PROBLEM
Please state whether each statement agrees with the forum thread on Google's sorting experiments below, answering yes or no and quoting the thread's deciding words exactly. (a) Fan Hui is described as a 2 dan professional. (b) The published paper supplies the hardware details. (c) Reaching world champion level appears to need at least an order of magnitude more computation.

DOCUMENT PASSAGE
*-*-*
History of massive-scale sorting experiments at Google - vgt
https://cloud.google.com/blog/big-data/2016/02/history-of-massive-scale-sorting-experiments-at-google
======
dzdt
I think the alphago program is getting similar crazy scale burn-in access to
the gpu computing that google will soon offer in its cloud. Recall alphago was
the first program to beat a professional in a tournament setting. They
published in nature. The emphasis was on their deep learning approach, but the
technical details were pretty impressive. Alphago beat Fan Hui, a 2 dan
professional, using a 1202 cpu/776 gpu diatributed system. They don't give
hardware details, but my back-of-the-envelope estimate based on recent
hardware is they were at around the petaflop calculation rate. In the nature
paper they examine how the program's ELO rating varies with computation power;
it looks like to reach world champion level they need at least an order of
magnitude more computation. They challenged a player at that level (Lee Sedol)
*-*-*
SUPPLIED INFORMATION
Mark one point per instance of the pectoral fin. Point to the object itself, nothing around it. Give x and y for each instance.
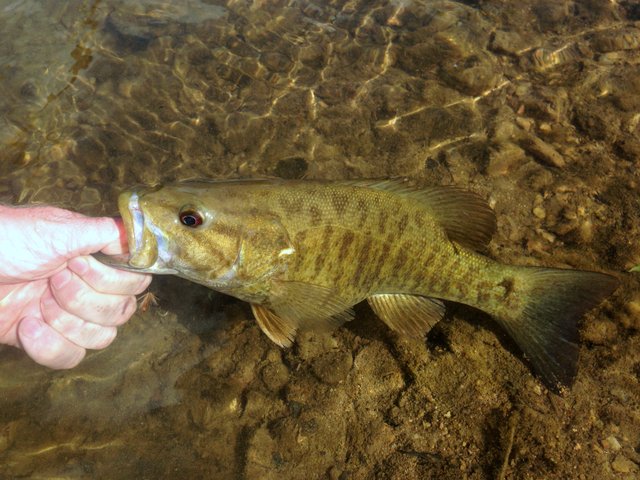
(280, 331)
(409, 315)
(294, 306)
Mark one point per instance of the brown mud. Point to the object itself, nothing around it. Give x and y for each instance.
(534, 105)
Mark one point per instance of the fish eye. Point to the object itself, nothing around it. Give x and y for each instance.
(190, 218)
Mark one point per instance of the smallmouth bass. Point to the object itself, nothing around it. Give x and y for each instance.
(302, 253)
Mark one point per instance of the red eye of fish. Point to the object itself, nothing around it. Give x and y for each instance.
(190, 218)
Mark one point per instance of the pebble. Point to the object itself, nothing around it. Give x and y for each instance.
(611, 443)
(539, 212)
(621, 464)
(332, 367)
(542, 151)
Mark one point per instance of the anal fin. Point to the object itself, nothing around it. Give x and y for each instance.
(409, 315)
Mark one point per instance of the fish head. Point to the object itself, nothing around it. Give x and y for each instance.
(202, 232)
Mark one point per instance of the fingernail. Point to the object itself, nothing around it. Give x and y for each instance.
(79, 265)
(60, 279)
(48, 302)
(30, 328)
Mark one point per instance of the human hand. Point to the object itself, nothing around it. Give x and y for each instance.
(55, 299)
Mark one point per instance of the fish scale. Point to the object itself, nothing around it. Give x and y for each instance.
(304, 252)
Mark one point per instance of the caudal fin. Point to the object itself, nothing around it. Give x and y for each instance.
(546, 329)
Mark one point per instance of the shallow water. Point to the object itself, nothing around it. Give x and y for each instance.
(534, 105)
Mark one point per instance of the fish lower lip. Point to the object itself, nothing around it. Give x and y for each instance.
(117, 261)
(137, 223)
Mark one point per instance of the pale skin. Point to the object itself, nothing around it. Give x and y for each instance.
(56, 301)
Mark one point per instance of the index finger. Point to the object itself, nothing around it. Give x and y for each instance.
(119, 244)
(105, 279)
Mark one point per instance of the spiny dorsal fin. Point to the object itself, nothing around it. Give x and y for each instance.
(466, 217)
(410, 315)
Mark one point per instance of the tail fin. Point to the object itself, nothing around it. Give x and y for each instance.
(546, 329)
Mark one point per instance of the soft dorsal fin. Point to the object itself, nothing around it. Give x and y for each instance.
(465, 216)
(410, 315)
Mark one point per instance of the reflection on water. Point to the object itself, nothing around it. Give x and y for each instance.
(514, 99)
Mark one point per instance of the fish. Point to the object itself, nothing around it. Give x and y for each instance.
(302, 253)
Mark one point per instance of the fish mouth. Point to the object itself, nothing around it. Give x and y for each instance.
(147, 245)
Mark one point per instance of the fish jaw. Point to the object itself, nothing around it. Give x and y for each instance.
(148, 251)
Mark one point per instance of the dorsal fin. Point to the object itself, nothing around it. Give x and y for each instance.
(466, 217)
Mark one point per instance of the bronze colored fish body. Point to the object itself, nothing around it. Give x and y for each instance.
(304, 252)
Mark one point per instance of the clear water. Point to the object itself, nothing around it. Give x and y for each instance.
(96, 96)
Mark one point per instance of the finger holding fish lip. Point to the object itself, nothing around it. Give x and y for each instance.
(108, 280)
(77, 297)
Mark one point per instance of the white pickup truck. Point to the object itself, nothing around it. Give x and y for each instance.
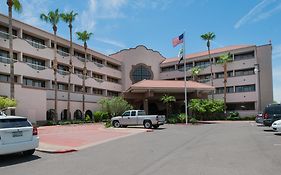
(138, 117)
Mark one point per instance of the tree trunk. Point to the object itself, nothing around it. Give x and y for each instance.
(69, 76)
(224, 91)
(55, 65)
(211, 67)
(12, 75)
(84, 77)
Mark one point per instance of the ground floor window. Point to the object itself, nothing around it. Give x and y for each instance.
(241, 106)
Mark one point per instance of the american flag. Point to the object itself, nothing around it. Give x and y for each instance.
(178, 40)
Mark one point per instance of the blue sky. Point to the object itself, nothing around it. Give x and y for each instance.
(120, 24)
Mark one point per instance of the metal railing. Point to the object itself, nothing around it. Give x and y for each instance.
(62, 53)
(5, 60)
(36, 44)
(36, 66)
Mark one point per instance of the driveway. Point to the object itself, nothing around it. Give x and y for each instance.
(68, 138)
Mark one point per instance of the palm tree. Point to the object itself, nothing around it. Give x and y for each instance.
(53, 18)
(16, 5)
(69, 18)
(224, 59)
(84, 36)
(167, 100)
(209, 37)
(195, 71)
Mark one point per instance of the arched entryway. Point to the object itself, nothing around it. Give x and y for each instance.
(50, 114)
(89, 113)
(63, 115)
(78, 115)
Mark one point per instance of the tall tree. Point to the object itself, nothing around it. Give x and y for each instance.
(16, 5)
(209, 37)
(195, 71)
(69, 18)
(53, 18)
(84, 36)
(167, 100)
(224, 59)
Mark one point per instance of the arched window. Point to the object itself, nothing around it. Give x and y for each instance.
(140, 72)
(51, 114)
(78, 115)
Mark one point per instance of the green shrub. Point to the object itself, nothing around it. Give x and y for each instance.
(100, 116)
(193, 121)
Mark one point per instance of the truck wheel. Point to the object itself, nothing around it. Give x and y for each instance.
(147, 124)
(155, 126)
(116, 124)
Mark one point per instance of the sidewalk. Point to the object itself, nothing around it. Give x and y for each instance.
(70, 138)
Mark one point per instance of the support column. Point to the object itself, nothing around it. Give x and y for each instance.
(145, 105)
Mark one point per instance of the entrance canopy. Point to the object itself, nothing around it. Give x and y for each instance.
(164, 86)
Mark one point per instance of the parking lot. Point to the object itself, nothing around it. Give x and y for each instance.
(219, 148)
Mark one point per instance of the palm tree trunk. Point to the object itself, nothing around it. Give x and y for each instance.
(84, 77)
(212, 83)
(55, 65)
(224, 89)
(12, 76)
(69, 76)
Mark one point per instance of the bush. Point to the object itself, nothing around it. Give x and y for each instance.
(100, 116)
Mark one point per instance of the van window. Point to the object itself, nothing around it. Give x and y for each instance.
(14, 123)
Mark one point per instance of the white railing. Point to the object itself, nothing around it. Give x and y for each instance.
(36, 44)
(5, 35)
(62, 72)
(36, 66)
(5, 60)
(62, 53)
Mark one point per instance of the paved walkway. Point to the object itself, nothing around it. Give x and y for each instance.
(69, 138)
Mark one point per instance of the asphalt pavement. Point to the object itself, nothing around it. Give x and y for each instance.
(234, 148)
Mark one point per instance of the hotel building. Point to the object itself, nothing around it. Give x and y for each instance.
(140, 75)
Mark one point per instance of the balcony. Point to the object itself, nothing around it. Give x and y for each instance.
(36, 44)
(36, 66)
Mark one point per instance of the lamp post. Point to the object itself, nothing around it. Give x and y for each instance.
(257, 72)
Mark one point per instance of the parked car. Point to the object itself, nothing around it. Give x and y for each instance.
(17, 135)
(276, 126)
(271, 113)
(138, 117)
(259, 118)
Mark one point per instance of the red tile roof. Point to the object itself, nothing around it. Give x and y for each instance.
(204, 53)
(169, 85)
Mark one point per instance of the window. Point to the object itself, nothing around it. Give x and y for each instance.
(34, 82)
(245, 88)
(34, 62)
(241, 106)
(244, 56)
(203, 64)
(141, 72)
(33, 41)
(112, 93)
(168, 69)
(113, 66)
(244, 72)
(97, 91)
(113, 80)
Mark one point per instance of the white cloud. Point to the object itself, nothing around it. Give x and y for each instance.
(259, 12)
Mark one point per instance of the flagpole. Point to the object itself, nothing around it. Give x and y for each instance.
(185, 90)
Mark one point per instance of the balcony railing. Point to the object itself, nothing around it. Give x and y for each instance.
(62, 72)
(36, 66)
(5, 60)
(36, 44)
(5, 35)
(62, 53)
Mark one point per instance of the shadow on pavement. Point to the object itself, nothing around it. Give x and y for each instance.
(12, 159)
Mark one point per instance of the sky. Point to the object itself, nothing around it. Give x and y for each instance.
(121, 24)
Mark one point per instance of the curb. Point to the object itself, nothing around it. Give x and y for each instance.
(57, 151)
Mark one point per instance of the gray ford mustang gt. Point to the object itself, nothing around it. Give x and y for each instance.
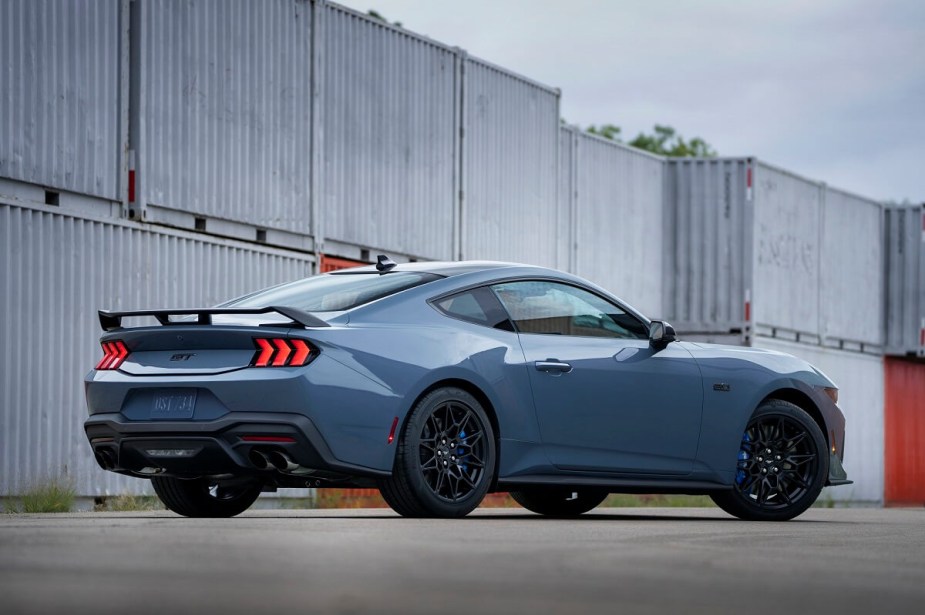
(440, 382)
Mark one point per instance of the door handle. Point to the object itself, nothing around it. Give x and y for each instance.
(553, 366)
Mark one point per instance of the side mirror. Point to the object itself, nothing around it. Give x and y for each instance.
(661, 334)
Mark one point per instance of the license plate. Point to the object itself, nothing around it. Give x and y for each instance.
(174, 404)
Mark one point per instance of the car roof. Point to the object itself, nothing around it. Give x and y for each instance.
(443, 268)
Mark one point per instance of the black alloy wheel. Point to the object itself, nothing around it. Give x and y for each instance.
(562, 502)
(445, 461)
(203, 497)
(782, 465)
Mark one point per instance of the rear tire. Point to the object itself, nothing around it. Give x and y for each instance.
(446, 457)
(559, 502)
(202, 497)
(783, 465)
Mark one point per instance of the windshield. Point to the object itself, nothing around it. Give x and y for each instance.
(334, 293)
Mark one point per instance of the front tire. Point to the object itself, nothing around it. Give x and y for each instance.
(202, 497)
(559, 501)
(783, 464)
(446, 457)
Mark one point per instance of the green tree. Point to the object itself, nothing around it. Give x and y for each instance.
(608, 131)
(377, 15)
(663, 140)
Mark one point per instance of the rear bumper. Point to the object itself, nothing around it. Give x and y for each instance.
(224, 446)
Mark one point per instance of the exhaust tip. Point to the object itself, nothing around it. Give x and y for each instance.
(259, 459)
(280, 461)
(105, 458)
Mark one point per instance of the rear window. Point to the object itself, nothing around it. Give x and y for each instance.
(334, 293)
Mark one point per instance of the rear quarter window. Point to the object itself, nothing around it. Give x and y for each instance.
(478, 306)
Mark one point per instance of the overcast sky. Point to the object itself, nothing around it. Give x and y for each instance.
(831, 89)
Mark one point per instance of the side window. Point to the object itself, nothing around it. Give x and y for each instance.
(479, 306)
(554, 308)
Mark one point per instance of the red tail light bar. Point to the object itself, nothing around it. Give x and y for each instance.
(279, 352)
(114, 353)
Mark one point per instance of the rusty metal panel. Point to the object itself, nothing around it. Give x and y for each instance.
*-*-*
RESPONSE
(a) Yes: "Alphago beat Fan Hui, a 2 dan professional"
(b) No: "They don't give hardware details"
(c) Yes: "it looks like to reach world champion level they need at least an order of magnitude more computation"